Everything from the line containing "with space-separated fields." through the last line of the data below is to be retyped exactly, apart from the pictures.

(Extracted information Opens)

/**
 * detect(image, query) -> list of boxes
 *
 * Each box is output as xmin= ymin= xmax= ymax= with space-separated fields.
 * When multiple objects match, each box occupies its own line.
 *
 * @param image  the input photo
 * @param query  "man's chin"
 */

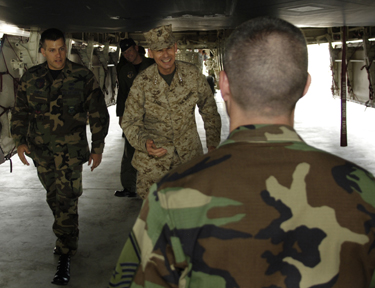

(Extracted information Closes)

*Final answer:*
 * Each box is output as xmin= ymin= xmax= ymax= with space-separated fields.
 * When multiple objects match, each box occupies its own line.
 *
 * @param image  the input photo
 * @param query  "man's chin"
 */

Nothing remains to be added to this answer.